● Your task
Nothing but the lines from the one with "positive clicks: (211, 111)" through the end of the records below should be written out, and each must match word for word.

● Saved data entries
○ ○ ○

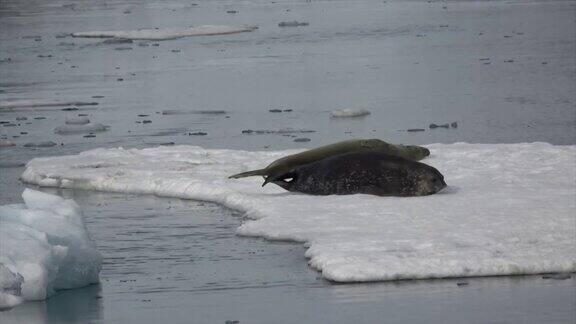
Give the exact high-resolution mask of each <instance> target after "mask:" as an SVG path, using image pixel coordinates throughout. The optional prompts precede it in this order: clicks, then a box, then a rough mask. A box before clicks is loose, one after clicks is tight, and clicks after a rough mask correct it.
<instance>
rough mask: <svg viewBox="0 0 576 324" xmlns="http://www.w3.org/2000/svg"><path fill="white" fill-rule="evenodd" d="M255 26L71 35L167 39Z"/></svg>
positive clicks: (203, 35) (191, 27)
mask: <svg viewBox="0 0 576 324" xmlns="http://www.w3.org/2000/svg"><path fill="white" fill-rule="evenodd" d="M257 28H258V27H255V26H227V25H202V26H196V27H188V28H158V29H139V30H117V31H91V32H82V33H72V37H86V38H123V39H142V40H168V39H175V38H181V37H188V36H210V35H225V34H236V33H243V32H251V31H254V30H255V29H257Z"/></svg>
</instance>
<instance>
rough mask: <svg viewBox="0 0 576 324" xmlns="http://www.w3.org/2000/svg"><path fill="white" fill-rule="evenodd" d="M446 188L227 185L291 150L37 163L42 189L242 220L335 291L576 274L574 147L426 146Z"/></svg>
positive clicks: (162, 151) (220, 151)
mask: <svg viewBox="0 0 576 324" xmlns="http://www.w3.org/2000/svg"><path fill="white" fill-rule="evenodd" d="M427 147H428V148H429V149H430V150H431V152H432V154H431V156H430V157H429V158H427V159H425V160H424V161H423V162H425V163H427V164H430V165H432V166H434V167H436V168H437V169H438V170H440V171H441V172H442V173H443V174H444V176H445V179H446V182H447V183H448V185H449V187H448V188H446V189H445V190H444V191H442V192H440V193H438V194H435V195H432V196H425V197H408V198H399V197H377V196H371V195H360V194H358V195H347V196H310V195H304V194H298V193H289V192H285V191H284V190H283V189H281V188H279V187H277V186H274V185H273V184H269V185H267V186H266V187H264V188H262V187H261V183H262V179H261V178H259V177H251V178H244V179H228V178H227V176H229V175H231V174H235V173H238V172H241V171H247V170H251V169H257V168H262V167H264V166H266V165H268V164H269V163H270V162H272V161H273V160H275V159H277V158H280V157H282V156H285V155H287V154H293V153H296V152H298V150H288V151H280V152H248V151H236V150H223V149H220V150H208V149H203V148H201V147H194V146H172V147H157V148H148V149H141V150H139V149H122V148H118V149H95V150H91V151H87V152H83V153H80V154H78V155H72V156H63V157H49V158H36V159H33V160H32V161H30V162H29V163H28V164H27V168H26V170H25V171H24V173H23V175H22V179H23V180H24V181H26V182H29V183H34V184H38V185H40V186H53V187H62V188H83V189H95V190H103V191H117V192H129V193H143V194H155V195H158V196H166V197H177V198H189V199H199V200H206V201H213V202H217V203H220V204H222V205H224V206H226V207H229V208H233V209H237V210H240V211H243V212H245V213H246V215H247V216H248V217H250V218H251V219H252V220H249V221H247V222H245V223H244V224H242V225H241V226H240V227H239V228H238V230H237V233H238V234H240V235H249V236H261V237H265V238H268V239H273V240H295V241H300V242H305V245H306V247H307V248H308V250H307V252H306V256H307V257H308V258H309V259H310V260H309V263H310V265H311V266H313V267H314V268H316V269H318V270H319V271H321V272H322V275H323V276H324V277H326V278H327V279H330V280H334V281H339V282H352V281H375V280H397V279H423V278H445V277H465V276H493V275H519V274H537V273H548V272H573V271H576V245H575V243H576V233H575V232H576V216H575V215H576V199H575V197H576V174H575V167H574V166H575V163H576V146H553V145H550V144H547V143H524V144H466V143H456V144H433V145H429V146H427Z"/></svg>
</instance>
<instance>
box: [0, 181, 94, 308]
mask: <svg viewBox="0 0 576 324" xmlns="http://www.w3.org/2000/svg"><path fill="white" fill-rule="evenodd" d="M22 198H23V200H24V204H13V205H4V206H0V240H1V248H0V309H7V308H11V307H14V306H15V305H17V304H18V303H20V302H21V301H23V300H42V299H46V298H47V297H49V296H50V295H52V294H53V293H54V291H55V290H58V289H70V288H78V287H83V286H86V285H89V284H92V283H96V282H98V273H99V272H100V267H101V264H102V257H101V255H100V253H99V252H98V251H97V250H96V247H95V245H94V243H93V242H92V241H91V239H90V237H89V235H88V233H87V231H86V227H85V226H84V221H83V218H82V213H81V211H80V208H79V207H78V205H76V203H75V202H74V201H72V200H66V199H63V198H60V197H58V196H54V195H50V194H46V193H42V192H39V191H35V190H30V189H26V190H25V191H24V193H23V194H22Z"/></svg>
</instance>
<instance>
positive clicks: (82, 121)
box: [65, 116, 90, 125]
mask: <svg viewBox="0 0 576 324" xmlns="http://www.w3.org/2000/svg"><path fill="white" fill-rule="evenodd" d="M89 122H90V119H88V117H86V116H78V117H76V116H68V117H66V121H65V124H66V125H86V124H88V123H89Z"/></svg>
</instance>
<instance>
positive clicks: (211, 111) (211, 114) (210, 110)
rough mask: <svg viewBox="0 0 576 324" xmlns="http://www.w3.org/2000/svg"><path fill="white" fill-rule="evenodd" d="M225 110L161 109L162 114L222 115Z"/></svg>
mask: <svg viewBox="0 0 576 324" xmlns="http://www.w3.org/2000/svg"><path fill="white" fill-rule="evenodd" d="M223 114H226V110H176V109H167V110H162V115H223Z"/></svg>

○ ○ ○

● Answer to this task
positive clicks: (211, 111) (211, 114) (210, 110)
rough mask: <svg viewBox="0 0 576 324" xmlns="http://www.w3.org/2000/svg"><path fill="white" fill-rule="evenodd" d="M225 110L161 109L162 114L222 115Z"/></svg>
mask: <svg viewBox="0 0 576 324" xmlns="http://www.w3.org/2000/svg"><path fill="white" fill-rule="evenodd" d="M223 114H226V110H176V109H167V110H162V115H223Z"/></svg>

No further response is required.